Exercise brief: Copy out each line of the material in which the word "with" can be found.

Dataset:
________________

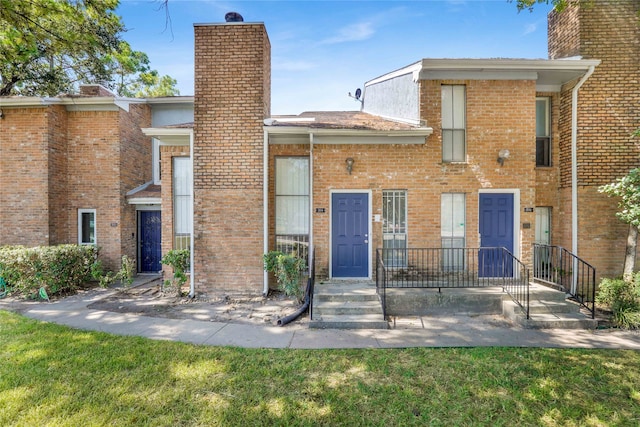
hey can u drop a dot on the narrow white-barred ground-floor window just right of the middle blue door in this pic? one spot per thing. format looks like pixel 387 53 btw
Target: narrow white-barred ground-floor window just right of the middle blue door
pixel 394 227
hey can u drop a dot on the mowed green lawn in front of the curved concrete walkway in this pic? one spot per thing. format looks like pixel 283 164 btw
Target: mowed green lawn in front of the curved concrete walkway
pixel 51 375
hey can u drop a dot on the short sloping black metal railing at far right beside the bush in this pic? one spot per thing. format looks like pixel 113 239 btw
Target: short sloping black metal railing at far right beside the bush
pixel 555 266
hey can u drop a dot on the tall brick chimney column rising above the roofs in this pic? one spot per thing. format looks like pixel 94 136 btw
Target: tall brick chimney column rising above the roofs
pixel 232 99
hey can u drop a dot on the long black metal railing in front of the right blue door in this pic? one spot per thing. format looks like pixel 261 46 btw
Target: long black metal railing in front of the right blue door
pixel 452 268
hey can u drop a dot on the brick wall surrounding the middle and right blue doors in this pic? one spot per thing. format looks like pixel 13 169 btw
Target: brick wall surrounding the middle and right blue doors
pixel 501 115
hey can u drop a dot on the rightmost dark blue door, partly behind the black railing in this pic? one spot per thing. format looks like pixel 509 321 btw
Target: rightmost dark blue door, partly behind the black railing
pixel 496 231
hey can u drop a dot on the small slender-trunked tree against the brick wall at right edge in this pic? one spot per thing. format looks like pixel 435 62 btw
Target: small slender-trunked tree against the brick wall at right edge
pixel 627 189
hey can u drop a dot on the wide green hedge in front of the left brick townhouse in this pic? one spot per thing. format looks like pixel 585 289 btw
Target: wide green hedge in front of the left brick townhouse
pixel 58 269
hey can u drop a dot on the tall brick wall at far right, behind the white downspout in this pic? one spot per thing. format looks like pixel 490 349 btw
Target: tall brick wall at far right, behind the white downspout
pixel 608 113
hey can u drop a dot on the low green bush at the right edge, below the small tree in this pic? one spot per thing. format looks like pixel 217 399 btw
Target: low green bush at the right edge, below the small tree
pixel 624 300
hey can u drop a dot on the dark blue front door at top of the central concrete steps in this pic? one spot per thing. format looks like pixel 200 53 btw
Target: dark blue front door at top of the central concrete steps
pixel 350 238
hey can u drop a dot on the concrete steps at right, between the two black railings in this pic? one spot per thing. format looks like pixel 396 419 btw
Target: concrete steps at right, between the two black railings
pixel 556 320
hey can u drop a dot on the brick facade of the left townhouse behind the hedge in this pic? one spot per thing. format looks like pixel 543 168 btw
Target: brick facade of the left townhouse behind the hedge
pixel 74 154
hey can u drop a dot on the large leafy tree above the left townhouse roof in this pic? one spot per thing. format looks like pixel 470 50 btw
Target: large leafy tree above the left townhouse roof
pixel 48 47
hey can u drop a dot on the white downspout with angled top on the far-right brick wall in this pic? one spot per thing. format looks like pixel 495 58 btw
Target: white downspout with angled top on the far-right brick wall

________________

Reply to the exercise:
hey can u drop a dot on the white downspout with angled top on the far-right brick wall in this pic? one spot per thing. format looks like pixel 495 58 btw
Target: white downspout with angled top on the far-right brick wall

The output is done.